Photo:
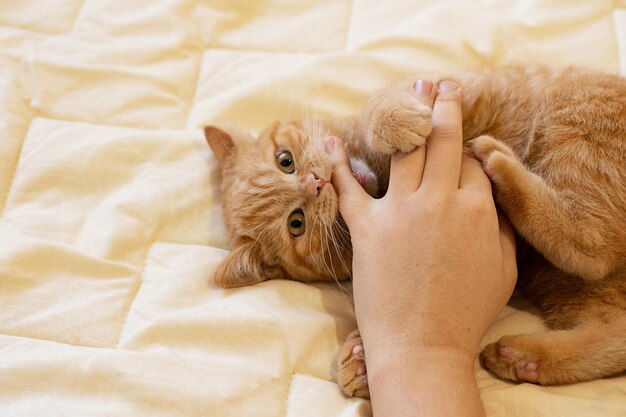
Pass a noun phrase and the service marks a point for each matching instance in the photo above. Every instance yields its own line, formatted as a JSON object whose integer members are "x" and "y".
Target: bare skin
{"x": 433, "y": 266}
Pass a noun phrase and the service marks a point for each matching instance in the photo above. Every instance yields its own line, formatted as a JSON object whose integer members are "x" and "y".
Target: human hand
{"x": 433, "y": 264}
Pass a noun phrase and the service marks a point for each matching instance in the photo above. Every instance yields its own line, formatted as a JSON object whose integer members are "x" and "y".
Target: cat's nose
{"x": 314, "y": 184}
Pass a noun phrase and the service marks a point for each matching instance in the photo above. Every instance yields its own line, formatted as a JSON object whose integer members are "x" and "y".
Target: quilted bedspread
{"x": 110, "y": 216}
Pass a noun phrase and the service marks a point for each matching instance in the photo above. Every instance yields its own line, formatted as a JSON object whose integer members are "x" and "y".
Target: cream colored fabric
{"x": 110, "y": 219}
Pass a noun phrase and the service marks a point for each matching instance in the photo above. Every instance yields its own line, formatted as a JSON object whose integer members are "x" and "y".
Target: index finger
{"x": 445, "y": 144}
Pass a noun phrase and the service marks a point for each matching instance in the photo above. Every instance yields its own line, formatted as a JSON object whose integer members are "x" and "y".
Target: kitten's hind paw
{"x": 352, "y": 374}
{"x": 403, "y": 126}
{"x": 509, "y": 361}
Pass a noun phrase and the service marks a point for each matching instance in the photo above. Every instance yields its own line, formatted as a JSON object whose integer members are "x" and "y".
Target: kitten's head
{"x": 280, "y": 208}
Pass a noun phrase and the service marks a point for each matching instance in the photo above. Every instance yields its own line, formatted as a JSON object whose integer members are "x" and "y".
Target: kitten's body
{"x": 559, "y": 173}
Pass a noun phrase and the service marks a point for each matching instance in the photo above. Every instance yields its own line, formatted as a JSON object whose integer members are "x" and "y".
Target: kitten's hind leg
{"x": 594, "y": 350}
{"x": 564, "y": 233}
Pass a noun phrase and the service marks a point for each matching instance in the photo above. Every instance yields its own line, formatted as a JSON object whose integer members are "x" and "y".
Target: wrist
{"x": 436, "y": 382}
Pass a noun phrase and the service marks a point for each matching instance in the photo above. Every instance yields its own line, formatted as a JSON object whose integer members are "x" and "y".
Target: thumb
{"x": 351, "y": 194}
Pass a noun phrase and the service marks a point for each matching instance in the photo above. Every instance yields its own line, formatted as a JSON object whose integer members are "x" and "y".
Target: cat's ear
{"x": 244, "y": 266}
{"x": 220, "y": 142}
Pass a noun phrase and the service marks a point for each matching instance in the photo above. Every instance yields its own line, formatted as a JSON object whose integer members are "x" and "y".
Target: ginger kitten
{"x": 553, "y": 144}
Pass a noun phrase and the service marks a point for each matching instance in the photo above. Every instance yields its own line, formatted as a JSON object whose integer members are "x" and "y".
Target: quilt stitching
{"x": 133, "y": 295}
{"x": 13, "y": 172}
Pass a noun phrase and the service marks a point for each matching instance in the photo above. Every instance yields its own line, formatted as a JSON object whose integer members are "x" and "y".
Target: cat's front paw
{"x": 516, "y": 358}
{"x": 400, "y": 124}
{"x": 493, "y": 154}
{"x": 352, "y": 374}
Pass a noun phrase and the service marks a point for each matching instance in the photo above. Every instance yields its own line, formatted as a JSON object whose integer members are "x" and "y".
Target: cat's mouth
{"x": 360, "y": 177}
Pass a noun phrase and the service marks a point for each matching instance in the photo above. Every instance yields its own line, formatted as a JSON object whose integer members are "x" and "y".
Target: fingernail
{"x": 423, "y": 87}
{"x": 329, "y": 144}
{"x": 448, "y": 86}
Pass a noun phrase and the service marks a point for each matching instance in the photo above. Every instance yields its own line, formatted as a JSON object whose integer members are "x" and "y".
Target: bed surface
{"x": 110, "y": 217}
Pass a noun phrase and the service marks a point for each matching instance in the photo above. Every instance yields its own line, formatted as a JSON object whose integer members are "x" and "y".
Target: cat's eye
{"x": 284, "y": 159}
{"x": 296, "y": 223}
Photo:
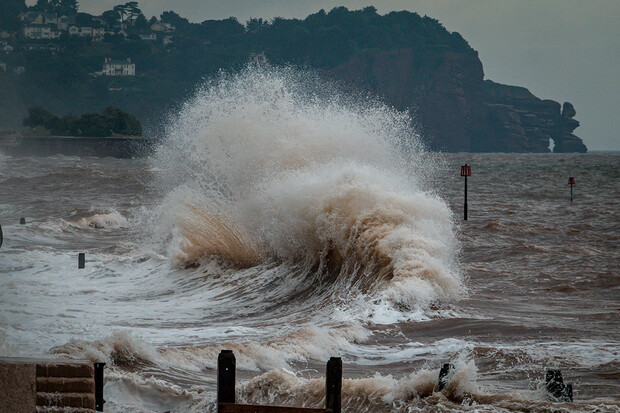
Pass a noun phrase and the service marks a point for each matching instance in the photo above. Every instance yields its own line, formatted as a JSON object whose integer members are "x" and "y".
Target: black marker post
{"x": 466, "y": 171}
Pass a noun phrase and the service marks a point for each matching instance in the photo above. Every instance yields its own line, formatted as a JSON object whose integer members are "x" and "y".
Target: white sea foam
{"x": 273, "y": 164}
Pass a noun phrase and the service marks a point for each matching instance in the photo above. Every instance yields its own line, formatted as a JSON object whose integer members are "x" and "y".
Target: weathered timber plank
{"x": 247, "y": 408}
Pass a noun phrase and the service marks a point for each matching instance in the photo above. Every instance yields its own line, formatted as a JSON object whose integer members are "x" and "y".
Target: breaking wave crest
{"x": 274, "y": 165}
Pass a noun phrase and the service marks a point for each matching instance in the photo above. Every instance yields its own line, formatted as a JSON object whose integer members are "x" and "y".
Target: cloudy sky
{"x": 565, "y": 50}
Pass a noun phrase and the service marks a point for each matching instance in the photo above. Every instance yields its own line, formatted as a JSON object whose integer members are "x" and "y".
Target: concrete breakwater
{"x": 109, "y": 146}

§ Do this:
Repeat the records above exactly, leaving out the pictures.

§ Answer to the problem:
Photo:
Pass a noun phrase and the service marks a point for each matching instance in the photo above. Every instance yields its own line, formatted as a JSON object whose integer members are "x" and "y".
Target: bare skin
{"x": 433, "y": 266}
Pass a noun phrase and the service marks a point for each matching instance in the photo above. Every instance yields its own line, formatted as a JSON object whose integer members are "x" and "y".
Target: human hand
{"x": 433, "y": 264}
Pass a noun phrase and the service marks a point for each matching instance in the photo above. Every instance yields its own line, formatted as a JSON object whose integer members are "x" and "y".
Target: cat's nose
{"x": 314, "y": 184}
Pass a noun phrase and the service marks a point for each matching instance in the photo above. Every instance yields its own line, formatted as a JSON object whose integer members are "x" and "y".
Target: quilted bedspread
{"x": 110, "y": 216}
Pass a noun phrase and the service marks a point for each matching instance in the photo above. Every instance yields its own line, formatted as a JSON object whose integer members are "x" and "y".
Target: cream colored fabric
{"x": 110, "y": 219}
Pass a noun phrase and the service marks a point for each matching instance in the photo above. Every instance yields its own line, formatted as a JSON object whose integer members are "x" and "y".
Target: index finger
{"x": 445, "y": 144}
Pass a noun phrase and the service marks a point for each matching instance in the photo above. Every instance yields its own line, formatted as a JSON object whose integer members are "x" and "y".
Target: kitten's hind paw
{"x": 352, "y": 374}
{"x": 403, "y": 126}
{"x": 509, "y": 361}
Pass a noun phrase and the service marks a point for each matching instance in the photo above. Every instance yields its own line, formatted as a JSON object whose integer members are "x" and "y".
Target: kitten's head
{"x": 280, "y": 208}
Pass a noun phrase and the service marks a point for each matching instance in the photo above. Every instance yields its own line, formatted as a JSON object whose integer members are "x" and "y".
Target: kitten's body
{"x": 559, "y": 173}
Pass a noun phrase and the service marks a point for each matching instance in the photo above. Every instance yields its own line, formatted as a JSON object whose integer members are "x" and "y".
Target: kitten's hind leg
{"x": 594, "y": 350}
{"x": 564, "y": 233}
Pass a noun phrase and the service marks a point for each matching instance in the photo above. Every instance yields its own line, formatted as a JSON object whose integer members are "x" and "y".
Target: wrist
{"x": 436, "y": 382}
Pass a noun phrase and the service marks a point for each matching instance in the photo above. Every instance yields its own line, formatted as a JSON object whose integer members are "x" and "y".
Target: thumb
{"x": 351, "y": 194}
Pass a noun phrase and the service marks a point for each matching instance in the photo above. Every instance yields its own line, formatted as a JSON object whose integer members are "x" and "y".
Target: cat's ear
{"x": 244, "y": 266}
{"x": 220, "y": 142}
Pass a noun phrase and the service marks a point for each matching instance in the photo above. Every instance yields its own line, formatted as a JSON object whose integer members are "x" and "y".
Target: ginger kitten
{"x": 553, "y": 144}
Pass a noun phrase and the service marks a point for each matching instance in the photo above. Every instance yields its own line, formatted as a JSON object whose integer members are "x" and "y".
Target: quilt stitching
{"x": 133, "y": 295}
{"x": 13, "y": 172}
Pass a noun phrase and the service marks a point for each matching instance in the photo above. Every instance yields its own line, formatted as a JSON object whose integer members are "x" and "y".
Target: cat's front paw
{"x": 516, "y": 358}
{"x": 400, "y": 124}
{"x": 493, "y": 154}
{"x": 352, "y": 374}
Pass a noun phrase and the service marks a point for each matching instance in the photo above. Every instance yields its own line, formatted as a JSON object whose integer members are "x" and "y".
Target: cat's mouth
{"x": 360, "y": 177}
Pass a noun phrase and the service marks a point for each matching instance in the photo above. Every instance yields its own line, formatted as a JSON object whose integer members are "x" and "y".
Target: fingernail
{"x": 423, "y": 87}
{"x": 329, "y": 144}
{"x": 448, "y": 86}
Pass a noun phrase and the service marks a point for each matching instance in the photo above. Every instance yields its own line, formatted as a JSON object whose integer members are "x" and "y".
Target: bed surface
{"x": 110, "y": 217}
Pass a noun phrase and the service marks a point for each matching instance in the photo above. Every instance yields its own line, formatted as a JSON object whose integer members are "x" and "y".
Target: cat's eye
{"x": 284, "y": 159}
{"x": 296, "y": 223}
Photo:
Pass a noun phrase and the service marks a point for each matching instance in the photo above. Every instance yields its own line, formatted as a JSON object whose integer members are "x" and "y".
Target: black marker post
{"x": 466, "y": 171}
Pass a noun phrase and the service marks a point for each matching instance in the photo above. Every instance yields its own line, formatted as a JSON object whose integer members are "x" and "y".
Target: white sea foam
{"x": 273, "y": 164}
Pass a noun phrase and the service marks a point for each matching instance in the photo above. Every instance yields its own line, formatted as a JSON object whose integer members are "x" and "y".
Target: weathered timber plank
{"x": 247, "y": 408}
Pass a noun phrase and the service marks a point for each matching instance in the photo above. Every instance yields its own line, formatted as a JSON object whose integer members are "x" and "y".
Target: breaking wave crest
{"x": 274, "y": 165}
Pass a noun phrase and the service marks a point for each matching instance in the photo above. Every instance yields its own line, formatted as a JSON object whose integer members are "x" and "y".
Target: cloudy sky
{"x": 565, "y": 50}
Pass a noun phrase and the service marks a point for each matching instance in the photo above. Every instance yields its own line, formatted as a JSON object whose integer members are "x" and "y".
Target: concrete breakwater
{"x": 109, "y": 146}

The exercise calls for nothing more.